TEXTO SELECIONADO:
______________________________

HN- Foi pensado tendo em conta as áreas de especialização do mestrado, certo?

PA- Exatamente. O objetivo é perceber que a área de feridas é trabalhada em todas as áreas de especialidade – é transversal. Claro que cada especialidade terá um domínio particular. Por exemplo, a especialidade de saúde infantil e pediatria tem uma vertente muito específica, não é espectável que possam ser outras áreas a dominar tanto.

Falamos de uma epidemia escondida. Há um número enorme, em Portugal, de pessoas com ferida crónica. O tempo médio de uma úlcera de perna, em Portugal, é cerca de 812 dias, quase três anos, em média. Imagine os custos que estão inerentes a isto, além das implicações na vida destas pessoas, das repercussões familiares e profissionais. A saúde mental preocupa-se muito com isto, como é que vamos ajudar este tipo de doentes, as expectativas de um doente que está 30 ou 40 anos com uma ferida, como é que vivem com isto. Imagine o que é dormir com alguém com uma perna constantemente molhada, dormir com alguém que tem um odor intenso.

______________________________

LINHAS FORNECIDAS:
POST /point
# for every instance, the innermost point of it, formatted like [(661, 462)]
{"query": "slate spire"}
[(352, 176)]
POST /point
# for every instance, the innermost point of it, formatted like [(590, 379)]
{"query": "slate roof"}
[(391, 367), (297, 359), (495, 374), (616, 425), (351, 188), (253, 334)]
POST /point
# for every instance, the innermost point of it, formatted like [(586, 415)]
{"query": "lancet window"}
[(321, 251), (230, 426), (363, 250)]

______________________________

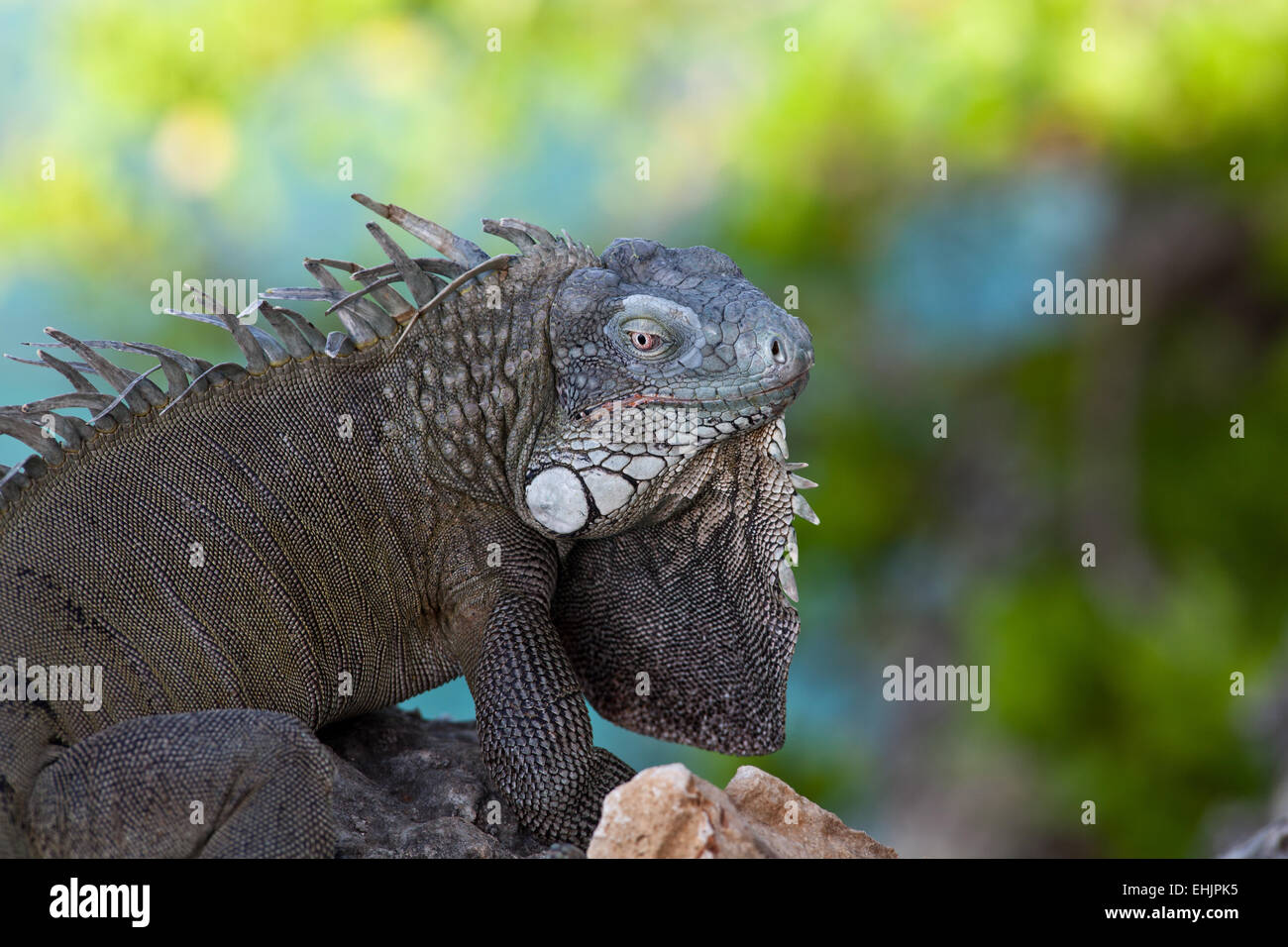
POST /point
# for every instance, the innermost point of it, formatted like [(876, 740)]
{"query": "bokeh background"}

______________________________

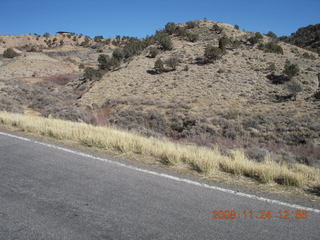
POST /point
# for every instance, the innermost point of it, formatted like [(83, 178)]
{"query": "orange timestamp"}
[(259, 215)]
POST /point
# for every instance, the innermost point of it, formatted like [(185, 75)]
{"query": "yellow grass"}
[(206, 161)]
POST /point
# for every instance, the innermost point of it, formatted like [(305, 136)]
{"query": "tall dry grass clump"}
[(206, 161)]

______________________________

EXERCÍCIOS PROPOSTOS:
1. Responda com base no texto sobre feridas:
(a) Que especialidade é dada como exemplo de uma vertente muito específica?
(b) Qual é o tempo médio de uma úlcera de perna em Portugal?
(c) Que área se preocupa muito com a forma de ajudar este tipo de doentes?
2. Transcreva do texto sobre feridas o trecho que começa em "Falamos de uma" e segue até "um odor intenso.".

LISTA DE RESPOSTAS:
1.
(a) A especialidade de saúde infantil e pediatria.
(b) Cerca de 812 dias, quase três anos, em média.
(c) A saúde mental.

2.
Falamos de uma epidemia escondida. Há um número enorme, em Portugal, de pessoas com ferida crónica. O tempo médio de uma úlcera de perna, em Portugal, é cerca de 812 dias, quase três anos, em média. Imagine os custos que estão inerentes a isto, além das implicações na vida destas pessoas, das repercussões familiares e profissionais. A saúde mental preocupa-se muito com isto, como é que vamos ajudar este tipo de doentes, as expectativas de um doente que está 30 ou 40 anos com uma ferida, como é que vivem com isto. Imagine o que é dormir com alguém com uma perna constantemente molhada, dormir com alguém que tem um odor intenso.